- Extracted data
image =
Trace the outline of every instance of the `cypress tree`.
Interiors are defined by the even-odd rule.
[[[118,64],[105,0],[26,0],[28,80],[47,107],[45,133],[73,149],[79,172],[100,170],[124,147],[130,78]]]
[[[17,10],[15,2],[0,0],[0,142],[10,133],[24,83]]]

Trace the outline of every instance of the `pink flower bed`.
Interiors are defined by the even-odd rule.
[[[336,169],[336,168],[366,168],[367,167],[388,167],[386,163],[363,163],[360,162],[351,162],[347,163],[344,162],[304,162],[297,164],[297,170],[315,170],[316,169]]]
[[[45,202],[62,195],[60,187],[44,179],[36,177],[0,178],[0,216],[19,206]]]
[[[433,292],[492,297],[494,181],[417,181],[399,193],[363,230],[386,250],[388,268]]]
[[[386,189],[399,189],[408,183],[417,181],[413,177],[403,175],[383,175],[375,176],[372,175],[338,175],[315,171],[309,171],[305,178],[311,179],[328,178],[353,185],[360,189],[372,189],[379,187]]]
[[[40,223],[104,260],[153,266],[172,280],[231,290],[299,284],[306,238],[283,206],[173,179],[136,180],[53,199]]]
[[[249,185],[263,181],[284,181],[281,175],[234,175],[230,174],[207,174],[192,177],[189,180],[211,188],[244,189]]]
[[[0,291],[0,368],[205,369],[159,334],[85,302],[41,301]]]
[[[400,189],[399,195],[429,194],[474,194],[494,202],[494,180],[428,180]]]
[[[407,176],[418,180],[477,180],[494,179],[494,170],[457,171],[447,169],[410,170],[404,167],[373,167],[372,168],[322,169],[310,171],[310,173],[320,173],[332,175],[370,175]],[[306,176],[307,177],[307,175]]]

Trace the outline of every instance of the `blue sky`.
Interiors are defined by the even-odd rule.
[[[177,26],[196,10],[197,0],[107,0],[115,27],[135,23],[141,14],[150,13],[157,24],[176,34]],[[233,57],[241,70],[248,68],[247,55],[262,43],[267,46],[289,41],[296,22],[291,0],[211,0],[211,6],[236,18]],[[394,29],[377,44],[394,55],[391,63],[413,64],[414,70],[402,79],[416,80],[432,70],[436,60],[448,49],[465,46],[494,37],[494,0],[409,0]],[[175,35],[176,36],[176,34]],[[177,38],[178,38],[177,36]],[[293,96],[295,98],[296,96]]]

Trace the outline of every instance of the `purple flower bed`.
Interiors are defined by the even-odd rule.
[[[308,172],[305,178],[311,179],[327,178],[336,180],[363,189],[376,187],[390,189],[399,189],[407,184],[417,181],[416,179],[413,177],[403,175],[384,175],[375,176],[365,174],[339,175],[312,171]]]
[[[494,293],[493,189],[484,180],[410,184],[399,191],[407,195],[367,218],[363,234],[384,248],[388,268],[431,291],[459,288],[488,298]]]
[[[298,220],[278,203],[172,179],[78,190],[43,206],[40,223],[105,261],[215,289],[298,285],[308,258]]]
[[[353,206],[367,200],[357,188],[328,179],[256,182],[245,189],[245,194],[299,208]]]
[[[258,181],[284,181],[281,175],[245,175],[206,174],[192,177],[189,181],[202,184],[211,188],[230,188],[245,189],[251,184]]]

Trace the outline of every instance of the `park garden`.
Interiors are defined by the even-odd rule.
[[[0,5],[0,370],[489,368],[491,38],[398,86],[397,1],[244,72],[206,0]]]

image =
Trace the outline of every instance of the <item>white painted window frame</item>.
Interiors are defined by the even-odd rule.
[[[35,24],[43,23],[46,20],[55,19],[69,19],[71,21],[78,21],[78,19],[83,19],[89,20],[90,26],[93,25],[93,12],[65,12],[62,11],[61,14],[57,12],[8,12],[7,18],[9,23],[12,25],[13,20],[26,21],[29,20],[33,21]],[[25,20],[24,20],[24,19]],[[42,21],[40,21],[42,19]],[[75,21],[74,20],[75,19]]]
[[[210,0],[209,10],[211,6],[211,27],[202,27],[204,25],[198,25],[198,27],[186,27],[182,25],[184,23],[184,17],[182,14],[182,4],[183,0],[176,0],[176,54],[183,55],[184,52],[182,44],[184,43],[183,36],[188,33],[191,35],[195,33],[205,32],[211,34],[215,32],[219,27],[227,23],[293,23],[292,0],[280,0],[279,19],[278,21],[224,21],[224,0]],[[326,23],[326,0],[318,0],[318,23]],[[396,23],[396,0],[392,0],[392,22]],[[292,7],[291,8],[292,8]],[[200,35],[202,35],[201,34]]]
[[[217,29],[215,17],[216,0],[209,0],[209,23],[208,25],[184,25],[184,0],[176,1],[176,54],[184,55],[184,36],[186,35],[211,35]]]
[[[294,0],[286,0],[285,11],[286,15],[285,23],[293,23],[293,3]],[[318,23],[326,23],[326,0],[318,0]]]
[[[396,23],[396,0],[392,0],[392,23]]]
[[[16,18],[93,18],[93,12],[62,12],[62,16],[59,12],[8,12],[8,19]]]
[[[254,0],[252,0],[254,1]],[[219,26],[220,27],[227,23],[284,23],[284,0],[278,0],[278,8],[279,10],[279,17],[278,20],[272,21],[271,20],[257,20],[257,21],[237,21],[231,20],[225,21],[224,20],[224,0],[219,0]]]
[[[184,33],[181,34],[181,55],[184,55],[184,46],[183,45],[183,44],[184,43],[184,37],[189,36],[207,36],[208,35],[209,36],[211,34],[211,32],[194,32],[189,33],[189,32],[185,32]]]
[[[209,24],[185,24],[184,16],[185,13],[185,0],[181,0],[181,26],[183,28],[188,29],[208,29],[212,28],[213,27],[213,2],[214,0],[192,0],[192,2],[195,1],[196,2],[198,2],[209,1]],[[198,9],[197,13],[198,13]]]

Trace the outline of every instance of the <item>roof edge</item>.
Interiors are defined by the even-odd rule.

- What is asked
Rewrite every line of the records above as a numbered list, omitting the blank lines.

- Finished exercise
1. image =
2. Trace the outline of every instance of the `cypress tree`.
3. Interiors are defined by the even-odd rule.
4. [[[118,64],[105,0],[26,0],[28,80],[47,107],[45,133],[73,149],[79,172],[100,170],[124,147],[130,78]]]
5. [[[17,10],[15,2],[0,0],[0,142],[10,133],[24,83]]]
6. Trace the outline of every instance of the `pink flower bed`.
7. Interiors are defined by the even-odd rule.
8. [[[336,169],[336,168],[366,168],[367,167],[388,167],[386,163],[363,163],[360,162],[351,162],[347,163],[344,162],[304,162],[297,164],[297,170],[315,170],[316,169]]]
9. [[[45,202],[62,195],[60,187],[44,179],[36,177],[0,178],[0,216],[19,206]]]
10. [[[433,292],[492,297],[494,181],[417,181],[399,193],[363,230],[386,250],[388,268]]]
11. [[[386,189],[399,189],[408,183],[417,181],[413,177],[403,175],[383,175],[375,176],[372,175],[338,175],[315,171],[309,171],[305,178],[311,179],[328,178],[353,185],[360,189],[372,189],[379,187]]]
12. [[[40,223],[104,260],[153,266],[172,280],[231,290],[299,284],[306,238],[283,206],[173,179],[136,180],[53,199]]]
13. [[[249,185],[263,181],[284,181],[281,175],[234,175],[230,174],[207,174],[192,177],[189,180],[211,188],[244,189]]]
14. [[[0,291],[0,368],[205,369],[159,334],[85,302],[41,301]]]
15. [[[400,189],[399,195],[429,194],[474,194],[494,202],[494,180],[428,180]]]
16. [[[407,176],[418,180],[477,180],[494,179],[494,170],[457,171],[447,169],[410,170],[404,167],[373,167],[372,168],[322,169],[310,171],[310,173],[320,173],[332,175],[370,175]],[[306,176],[307,177],[307,175]]]
17. Trace the outline of every instance of the `blue sky`.
18. Interiors are defined by the even-odd rule.
19. [[[177,26],[196,10],[197,0],[107,0],[115,27],[135,23],[141,14],[150,13],[157,24],[176,34]],[[233,57],[241,70],[248,68],[247,55],[262,43],[267,46],[289,41],[296,22],[291,0],[211,0],[211,6],[236,18]],[[394,29],[377,44],[394,55],[391,63],[413,64],[414,70],[402,79],[416,80],[432,70],[436,60],[448,49],[465,46],[494,37],[494,0],[409,0]],[[175,35],[176,36],[176,34]],[[177,38],[178,38],[177,36]],[[293,96],[295,98],[296,96]]]
20. Trace the outline of every instance of the `purple flower bed`.
21. Interiors are defined by the even-odd rule.
22. [[[308,172],[305,178],[311,179],[327,178],[336,180],[363,189],[376,187],[390,189],[399,189],[407,184],[417,181],[416,179],[413,177],[403,175],[384,175],[375,176],[365,174],[339,175],[312,171]]]
23. [[[494,293],[493,189],[484,180],[410,184],[399,191],[407,195],[367,218],[363,234],[384,248],[388,268],[431,291],[459,288],[488,298]]]
24. [[[298,220],[278,203],[172,179],[78,190],[43,206],[40,223],[105,261],[215,289],[298,285],[308,258]]]
25. [[[353,206],[367,200],[357,188],[328,179],[256,182],[245,189],[245,194],[299,208]]]
26. [[[258,181],[284,181],[281,175],[245,175],[206,174],[192,177],[189,181],[202,184],[211,188],[230,188],[245,189],[251,184]]]
27. Trace the outline of every instance of the `park garden`.
28. Interiors are defined by the even-odd rule.
29. [[[0,5],[0,370],[489,368],[491,38],[398,86],[397,1],[244,72],[206,0]]]
30. image =
31. Trace the outline of every instance of the <item>white painted window frame</item>.
32. Interiors are defined by the even-odd rule.
33. [[[35,24],[43,23],[46,20],[55,19],[69,19],[71,21],[78,21],[78,19],[83,19],[89,20],[90,26],[93,25],[93,12],[65,12],[62,11],[61,14],[57,12],[8,12],[7,18],[9,23],[12,25],[13,20],[26,21],[29,20],[33,21]],[[25,20],[24,20],[24,19]],[[42,21],[40,21],[42,19]],[[75,21],[74,20],[75,19]]]
34. [[[210,0],[209,10],[211,6],[211,27],[202,27],[204,25],[198,25],[198,27],[186,27],[182,25],[184,23],[184,17],[182,14],[182,4],[183,0],[176,0],[176,54],[183,55],[184,52],[182,44],[184,43],[183,36],[188,33],[191,35],[195,33],[205,32],[211,34],[215,32],[219,27],[227,23],[293,23],[292,0],[280,0],[279,19],[278,21],[224,21],[224,0]],[[326,23],[326,0],[318,0],[318,23]],[[396,23],[396,0],[392,0],[392,22]],[[292,7],[291,8],[292,8]],[[200,35],[202,35],[201,34]]]
35. [[[217,29],[215,17],[216,0],[209,0],[209,23],[208,25],[184,25],[184,0],[176,1],[176,54],[184,55],[184,36],[186,35],[211,35]]]
36. [[[294,0],[286,0],[285,11],[286,15],[285,23],[293,23],[293,3]],[[318,23],[326,23],[326,0],[318,0]]]
37. [[[396,23],[396,0],[392,0],[392,23]]]
38. [[[16,18],[93,18],[93,12],[62,12],[62,16],[59,12],[8,12],[8,19]]]
39. [[[254,0],[252,0],[254,1]],[[219,26],[220,27],[227,23],[284,23],[284,0],[278,0],[278,8],[279,10],[279,17],[278,20],[272,21],[271,20],[257,20],[257,21],[237,21],[231,20],[225,21],[224,20],[224,0],[219,0]]]
40. [[[184,33],[181,34],[181,55],[184,55],[184,46],[183,45],[183,44],[184,43],[184,37],[189,36],[207,36],[208,35],[209,36],[211,34],[211,32],[194,32],[189,33],[189,32],[185,32]]]
41. [[[209,24],[185,24],[184,16],[185,13],[185,0],[181,0],[181,26],[183,28],[188,29],[208,29],[212,28],[213,27],[213,2],[214,0],[192,0],[192,2],[195,1],[196,2],[198,2],[209,1]],[[198,9],[197,13],[198,13]]]
42. Trace the outline of every instance of the <item>roof edge</item>.
43. Interiors are defined by the even-odd rule.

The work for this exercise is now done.